→ The task:
Output the listing word for word, minus images.
*** Records supplied
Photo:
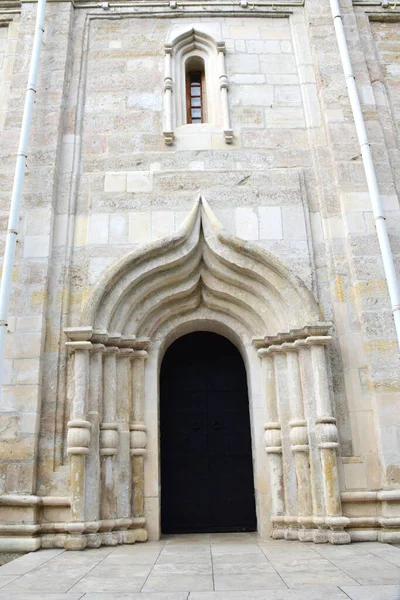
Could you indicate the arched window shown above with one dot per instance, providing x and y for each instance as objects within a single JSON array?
[
  {"x": 196, "y": 93},
  {"x": 195, "y": 83}
]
******
→ Task result:
Photo:
Could you indicate the arched window shown above with one dot per instance, providing x and y for each instance as objects within a single JSON array?
[
  {"x": 196, "y": 93},
  {"x": 195, "y": 83}
]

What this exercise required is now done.